| SHORT PROBLEM 1 |
In the passage about Charumati, write out the part starting with "Charumati (Brahmi: 𑀘𑀸" and going on through "along with Upagupta.", swapping "Kathmandu" for "Patan".

____________________

Charumati (Brahmi: 𑀘𑀸 𑀭𑀼𑀼 𑀫𑀓𑀻), sometimes called Charumitra, was a daughter of Indian emperor Ashoka through a concubine and the adopted daughter of his wife, Queen Asandhimitra. She was trained in nursing by her. She was married to a Nepalese prince Devapala Kshatriya in Kathmandu. She is credited to have founded the monastery of Chabahil (called Charumati Vihara), which is one of the oldest Buddhist monastery of Nepal. She is believed to have taken care of her father in his last years of life and accompanied him through his Buddhist pilgrimage along with Upagupta.

____________________

| SHORT PROBLEM 2 |
Return the lines of the mask labeling rows starting with the line with "Draw the outline of every instance of the <item>dark" and going on through the end of the rows, with both ends included and nothing changed.

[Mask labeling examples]
____________________

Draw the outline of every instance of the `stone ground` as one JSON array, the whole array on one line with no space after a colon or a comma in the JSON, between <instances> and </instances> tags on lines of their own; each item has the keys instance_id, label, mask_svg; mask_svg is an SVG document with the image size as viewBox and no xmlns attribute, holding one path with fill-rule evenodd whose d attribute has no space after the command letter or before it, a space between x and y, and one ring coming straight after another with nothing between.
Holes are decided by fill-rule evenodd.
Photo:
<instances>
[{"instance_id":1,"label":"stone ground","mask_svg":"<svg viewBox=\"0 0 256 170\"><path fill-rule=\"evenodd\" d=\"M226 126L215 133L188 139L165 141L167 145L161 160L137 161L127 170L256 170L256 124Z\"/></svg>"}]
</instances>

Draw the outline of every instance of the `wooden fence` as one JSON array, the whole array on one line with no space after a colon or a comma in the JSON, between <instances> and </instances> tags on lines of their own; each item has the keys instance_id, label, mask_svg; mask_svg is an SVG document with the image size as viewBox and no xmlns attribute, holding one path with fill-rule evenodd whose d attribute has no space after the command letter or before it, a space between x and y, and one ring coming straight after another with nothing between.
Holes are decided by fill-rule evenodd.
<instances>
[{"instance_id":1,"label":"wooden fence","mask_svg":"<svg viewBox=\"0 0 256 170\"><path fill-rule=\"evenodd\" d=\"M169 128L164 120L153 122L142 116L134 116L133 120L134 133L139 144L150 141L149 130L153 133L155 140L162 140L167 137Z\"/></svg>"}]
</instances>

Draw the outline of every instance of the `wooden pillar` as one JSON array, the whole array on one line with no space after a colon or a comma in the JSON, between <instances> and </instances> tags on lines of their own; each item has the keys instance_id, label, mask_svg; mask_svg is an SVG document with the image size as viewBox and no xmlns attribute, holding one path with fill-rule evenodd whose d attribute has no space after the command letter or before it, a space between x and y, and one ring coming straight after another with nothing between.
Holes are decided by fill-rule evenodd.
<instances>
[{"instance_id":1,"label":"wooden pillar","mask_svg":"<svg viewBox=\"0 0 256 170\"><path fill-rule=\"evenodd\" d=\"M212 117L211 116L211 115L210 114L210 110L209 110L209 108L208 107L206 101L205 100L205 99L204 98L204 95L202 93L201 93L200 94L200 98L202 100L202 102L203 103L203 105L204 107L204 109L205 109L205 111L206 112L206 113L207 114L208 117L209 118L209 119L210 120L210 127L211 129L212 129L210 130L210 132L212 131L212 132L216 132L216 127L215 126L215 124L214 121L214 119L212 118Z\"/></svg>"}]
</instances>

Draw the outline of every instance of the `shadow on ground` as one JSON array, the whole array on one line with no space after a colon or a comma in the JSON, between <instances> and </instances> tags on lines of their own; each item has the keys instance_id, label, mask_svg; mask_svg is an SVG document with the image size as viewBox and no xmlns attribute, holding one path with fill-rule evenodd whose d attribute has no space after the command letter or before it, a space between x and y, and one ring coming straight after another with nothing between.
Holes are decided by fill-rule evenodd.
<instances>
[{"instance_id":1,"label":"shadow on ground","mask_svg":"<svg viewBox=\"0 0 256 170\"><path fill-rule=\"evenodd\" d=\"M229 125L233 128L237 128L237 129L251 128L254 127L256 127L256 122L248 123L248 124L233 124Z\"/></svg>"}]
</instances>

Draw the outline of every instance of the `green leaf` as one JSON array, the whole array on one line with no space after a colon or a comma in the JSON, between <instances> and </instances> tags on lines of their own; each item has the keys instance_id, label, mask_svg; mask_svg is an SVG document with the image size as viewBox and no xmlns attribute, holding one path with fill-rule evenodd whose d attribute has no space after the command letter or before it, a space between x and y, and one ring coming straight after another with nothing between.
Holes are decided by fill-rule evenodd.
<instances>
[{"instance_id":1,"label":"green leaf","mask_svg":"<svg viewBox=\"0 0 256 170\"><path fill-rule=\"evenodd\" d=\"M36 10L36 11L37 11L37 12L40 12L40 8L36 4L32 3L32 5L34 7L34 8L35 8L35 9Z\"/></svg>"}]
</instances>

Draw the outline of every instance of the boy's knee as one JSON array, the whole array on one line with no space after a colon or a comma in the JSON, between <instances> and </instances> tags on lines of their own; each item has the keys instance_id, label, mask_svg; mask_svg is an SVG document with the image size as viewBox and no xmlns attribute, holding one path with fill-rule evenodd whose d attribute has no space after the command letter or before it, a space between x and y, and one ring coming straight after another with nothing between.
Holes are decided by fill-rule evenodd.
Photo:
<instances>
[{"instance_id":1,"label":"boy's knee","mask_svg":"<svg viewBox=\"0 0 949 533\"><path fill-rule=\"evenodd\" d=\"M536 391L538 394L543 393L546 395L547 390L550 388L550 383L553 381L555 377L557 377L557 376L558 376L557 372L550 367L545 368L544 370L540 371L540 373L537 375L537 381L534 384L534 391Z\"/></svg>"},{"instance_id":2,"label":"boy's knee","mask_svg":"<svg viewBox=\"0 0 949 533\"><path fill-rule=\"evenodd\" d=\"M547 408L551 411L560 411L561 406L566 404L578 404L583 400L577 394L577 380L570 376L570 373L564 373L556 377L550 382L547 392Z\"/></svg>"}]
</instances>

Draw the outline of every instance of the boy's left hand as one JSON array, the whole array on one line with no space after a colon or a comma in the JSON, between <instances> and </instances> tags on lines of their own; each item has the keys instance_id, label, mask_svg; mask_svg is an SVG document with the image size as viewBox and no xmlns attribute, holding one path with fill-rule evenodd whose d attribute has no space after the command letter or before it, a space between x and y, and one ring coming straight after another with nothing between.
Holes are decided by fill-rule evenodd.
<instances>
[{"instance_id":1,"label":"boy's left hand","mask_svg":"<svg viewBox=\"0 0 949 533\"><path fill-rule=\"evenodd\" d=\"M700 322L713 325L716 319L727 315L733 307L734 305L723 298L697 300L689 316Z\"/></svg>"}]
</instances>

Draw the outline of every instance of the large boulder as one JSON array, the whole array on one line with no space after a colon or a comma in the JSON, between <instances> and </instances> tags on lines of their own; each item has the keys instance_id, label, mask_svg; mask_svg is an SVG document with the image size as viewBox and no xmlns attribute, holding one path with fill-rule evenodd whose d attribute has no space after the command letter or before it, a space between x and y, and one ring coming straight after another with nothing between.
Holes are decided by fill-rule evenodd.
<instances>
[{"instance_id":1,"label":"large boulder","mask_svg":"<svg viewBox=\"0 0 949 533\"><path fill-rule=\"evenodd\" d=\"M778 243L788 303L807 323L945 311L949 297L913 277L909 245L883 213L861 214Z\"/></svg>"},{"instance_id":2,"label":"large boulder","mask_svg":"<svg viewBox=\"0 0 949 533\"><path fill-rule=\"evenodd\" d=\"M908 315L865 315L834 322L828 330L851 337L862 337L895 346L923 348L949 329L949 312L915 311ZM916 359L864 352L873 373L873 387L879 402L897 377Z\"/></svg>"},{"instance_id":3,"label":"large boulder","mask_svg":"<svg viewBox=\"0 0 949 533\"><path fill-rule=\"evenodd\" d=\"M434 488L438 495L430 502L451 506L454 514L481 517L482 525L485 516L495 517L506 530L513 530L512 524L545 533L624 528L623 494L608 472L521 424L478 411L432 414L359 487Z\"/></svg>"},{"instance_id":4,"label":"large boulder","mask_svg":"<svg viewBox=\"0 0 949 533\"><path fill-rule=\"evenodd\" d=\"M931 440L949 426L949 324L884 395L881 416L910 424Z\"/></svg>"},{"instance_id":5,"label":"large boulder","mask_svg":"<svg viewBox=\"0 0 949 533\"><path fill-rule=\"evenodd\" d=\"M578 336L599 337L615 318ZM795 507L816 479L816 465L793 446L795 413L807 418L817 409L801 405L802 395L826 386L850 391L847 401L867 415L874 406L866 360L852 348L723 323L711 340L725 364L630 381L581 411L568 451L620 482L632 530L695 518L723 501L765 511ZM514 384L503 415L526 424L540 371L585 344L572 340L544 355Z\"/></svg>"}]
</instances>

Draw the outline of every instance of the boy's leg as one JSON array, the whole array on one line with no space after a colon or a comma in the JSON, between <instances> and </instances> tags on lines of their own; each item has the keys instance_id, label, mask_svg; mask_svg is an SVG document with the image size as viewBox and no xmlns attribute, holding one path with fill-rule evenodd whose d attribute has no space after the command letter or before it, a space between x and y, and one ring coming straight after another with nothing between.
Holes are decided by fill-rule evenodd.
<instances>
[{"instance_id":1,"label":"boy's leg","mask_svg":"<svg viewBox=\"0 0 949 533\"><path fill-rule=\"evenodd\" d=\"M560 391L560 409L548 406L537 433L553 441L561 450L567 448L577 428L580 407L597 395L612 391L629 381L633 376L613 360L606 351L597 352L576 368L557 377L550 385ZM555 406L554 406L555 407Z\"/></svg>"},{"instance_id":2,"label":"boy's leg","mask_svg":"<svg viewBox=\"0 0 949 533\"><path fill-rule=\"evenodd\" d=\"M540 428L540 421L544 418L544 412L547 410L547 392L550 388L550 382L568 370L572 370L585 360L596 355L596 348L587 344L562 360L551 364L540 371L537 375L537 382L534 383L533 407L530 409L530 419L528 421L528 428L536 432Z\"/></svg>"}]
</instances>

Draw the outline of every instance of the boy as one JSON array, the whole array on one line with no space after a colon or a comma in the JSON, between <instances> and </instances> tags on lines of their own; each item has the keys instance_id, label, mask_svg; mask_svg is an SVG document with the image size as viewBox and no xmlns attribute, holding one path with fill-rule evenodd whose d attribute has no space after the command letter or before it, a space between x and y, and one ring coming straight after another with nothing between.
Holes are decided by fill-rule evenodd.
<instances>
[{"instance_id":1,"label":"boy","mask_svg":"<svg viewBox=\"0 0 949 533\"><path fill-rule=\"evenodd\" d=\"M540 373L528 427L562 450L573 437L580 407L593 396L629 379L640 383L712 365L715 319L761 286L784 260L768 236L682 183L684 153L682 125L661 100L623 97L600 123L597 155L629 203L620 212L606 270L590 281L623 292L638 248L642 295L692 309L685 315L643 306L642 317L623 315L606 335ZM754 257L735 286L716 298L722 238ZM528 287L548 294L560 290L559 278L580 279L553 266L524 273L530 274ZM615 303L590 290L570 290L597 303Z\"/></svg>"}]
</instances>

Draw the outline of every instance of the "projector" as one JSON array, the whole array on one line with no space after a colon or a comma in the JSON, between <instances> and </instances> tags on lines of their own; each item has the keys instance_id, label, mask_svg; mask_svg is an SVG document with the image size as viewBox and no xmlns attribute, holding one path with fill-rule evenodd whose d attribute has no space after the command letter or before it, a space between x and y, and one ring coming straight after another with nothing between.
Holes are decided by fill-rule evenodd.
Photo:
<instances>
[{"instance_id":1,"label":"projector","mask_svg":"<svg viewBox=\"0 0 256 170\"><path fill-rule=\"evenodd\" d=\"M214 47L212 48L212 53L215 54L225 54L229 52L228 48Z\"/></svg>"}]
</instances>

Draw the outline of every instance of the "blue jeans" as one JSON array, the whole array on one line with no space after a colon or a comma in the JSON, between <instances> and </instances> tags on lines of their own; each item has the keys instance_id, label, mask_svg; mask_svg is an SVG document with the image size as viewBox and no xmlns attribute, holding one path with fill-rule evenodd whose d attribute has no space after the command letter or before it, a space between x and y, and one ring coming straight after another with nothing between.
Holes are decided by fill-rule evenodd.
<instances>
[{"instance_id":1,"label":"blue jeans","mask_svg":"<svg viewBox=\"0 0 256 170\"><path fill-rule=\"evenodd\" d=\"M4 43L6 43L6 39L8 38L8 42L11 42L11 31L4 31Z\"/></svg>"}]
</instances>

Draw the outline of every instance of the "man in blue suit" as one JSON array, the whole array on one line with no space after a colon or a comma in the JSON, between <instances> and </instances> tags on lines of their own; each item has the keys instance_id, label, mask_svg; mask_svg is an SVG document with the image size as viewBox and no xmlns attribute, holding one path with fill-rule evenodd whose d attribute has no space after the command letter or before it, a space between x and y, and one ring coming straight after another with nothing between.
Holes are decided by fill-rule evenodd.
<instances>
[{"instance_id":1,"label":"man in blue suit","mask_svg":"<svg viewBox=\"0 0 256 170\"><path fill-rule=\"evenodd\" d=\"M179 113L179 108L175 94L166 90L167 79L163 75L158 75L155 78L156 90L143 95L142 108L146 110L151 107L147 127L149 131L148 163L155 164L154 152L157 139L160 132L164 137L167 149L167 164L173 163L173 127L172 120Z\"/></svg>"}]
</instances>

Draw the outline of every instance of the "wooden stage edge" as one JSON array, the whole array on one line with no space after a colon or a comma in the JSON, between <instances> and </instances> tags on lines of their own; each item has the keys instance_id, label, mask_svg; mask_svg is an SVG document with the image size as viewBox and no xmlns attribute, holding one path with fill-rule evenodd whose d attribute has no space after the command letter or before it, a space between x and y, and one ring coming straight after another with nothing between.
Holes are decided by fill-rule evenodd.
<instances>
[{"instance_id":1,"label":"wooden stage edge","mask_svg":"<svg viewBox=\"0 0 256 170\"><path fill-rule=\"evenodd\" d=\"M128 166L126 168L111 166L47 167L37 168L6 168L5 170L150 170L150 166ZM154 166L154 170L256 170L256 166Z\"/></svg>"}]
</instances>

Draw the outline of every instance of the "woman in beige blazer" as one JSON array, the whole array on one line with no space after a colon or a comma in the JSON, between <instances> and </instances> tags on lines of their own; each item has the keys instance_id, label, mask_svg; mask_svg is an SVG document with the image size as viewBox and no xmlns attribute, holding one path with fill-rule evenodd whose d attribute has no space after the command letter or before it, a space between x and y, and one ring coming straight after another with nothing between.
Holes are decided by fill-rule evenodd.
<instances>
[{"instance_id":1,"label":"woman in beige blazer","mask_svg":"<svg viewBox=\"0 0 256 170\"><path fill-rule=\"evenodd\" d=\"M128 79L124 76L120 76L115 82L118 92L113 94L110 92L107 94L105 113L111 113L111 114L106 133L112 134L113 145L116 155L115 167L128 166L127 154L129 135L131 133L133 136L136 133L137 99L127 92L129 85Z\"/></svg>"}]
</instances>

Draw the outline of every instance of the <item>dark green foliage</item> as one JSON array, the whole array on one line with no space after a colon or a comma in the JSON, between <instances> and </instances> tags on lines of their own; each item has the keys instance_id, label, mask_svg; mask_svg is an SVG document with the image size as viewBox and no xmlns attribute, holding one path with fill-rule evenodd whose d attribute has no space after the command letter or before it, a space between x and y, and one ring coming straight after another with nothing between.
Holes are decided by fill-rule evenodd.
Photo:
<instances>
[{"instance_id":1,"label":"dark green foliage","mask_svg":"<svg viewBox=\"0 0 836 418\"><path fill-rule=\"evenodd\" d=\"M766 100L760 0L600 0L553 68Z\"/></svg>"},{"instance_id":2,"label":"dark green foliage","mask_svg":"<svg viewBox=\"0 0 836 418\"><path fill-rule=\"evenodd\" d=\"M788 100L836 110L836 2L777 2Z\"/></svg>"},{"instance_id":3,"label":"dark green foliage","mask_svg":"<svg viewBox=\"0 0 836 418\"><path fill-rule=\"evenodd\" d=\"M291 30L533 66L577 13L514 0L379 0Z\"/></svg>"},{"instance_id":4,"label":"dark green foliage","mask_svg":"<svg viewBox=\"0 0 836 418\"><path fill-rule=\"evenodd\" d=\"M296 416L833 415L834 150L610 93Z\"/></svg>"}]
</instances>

____________________

| COMPLETE ANSWER 1 |
Charumati (Brahmi: 𑀘𑀸 𑀭𑀼𑀼 𑀫𑀓𑀻), sometimes called Charumitra, was a daughter of Indian emperor Ashoka through a concubine and the adopted daughter of his wife, Queen Asandhimitra. She was trained in nursing by her. She was married to a Nepalese prince Devapala Kshatriya in Patan. She is credited to have founded the monastery of Chabahil (called Charumati Vihara), which is one of the oldest Buddhist monastery of Nepal. She is believed to have taken care of her father in his last years of life and accompanied him through his Buddhist pilgrimage along with Upagupta.

| COMPLETE ANSWER 2 |
Draw the outline of every instance of the <item>dark green foliage</item> as one JSON array, the whole array on one line with no space after a colon or a comma in the JSON, between <instances> and </instances> tags on lines of their own; each item has the keys instance_id, label, mask_svg; mask_svg is an SVG document with the image size as viewBox and no xmlns attribute, holding one path with fill-rule evenodd whose d attribute has no space after the command letter or before it, a space between x and y, and one ring coming straight after another with nothing between.
Holes are decided by fill-rule evenodd.
Photo:
<instances>
[{"instance_id":1,"label":"dark green foliage","mask_svg":"<svg viewBox=\"0 0 836 418\"><path fill-rule=\"evenodd\" d=\"M766 100L760 0L600 0L553 68Z\"/></svg>"},{"instance_id":2,"label":"dark green foliage","mask_svg":"<svg viewBox=\"0 0 836 418\"><path fill-rule=\"evenodd\" d=\"M788 100L836 110L836 2L777 2Z\"/></svg>"},{"instance_id":3,"label":"dark green foliage","mask_svg":"<svg viewBox=\"0 0 836 418\"><path fill-rule=\"evenodd\" d=\"M291 30L533 66L577 13L514 0L379 0Z\"/></svg>"},{"instance_id":4,"label":"dark green foliage","mask_svg":"<svg viewBox=\"0 0 836 418\"><path fill-rule=\"evenodd\" d=\"M296 416L833 415L834 150L610 93Z\"/></svg>"}]
</instances>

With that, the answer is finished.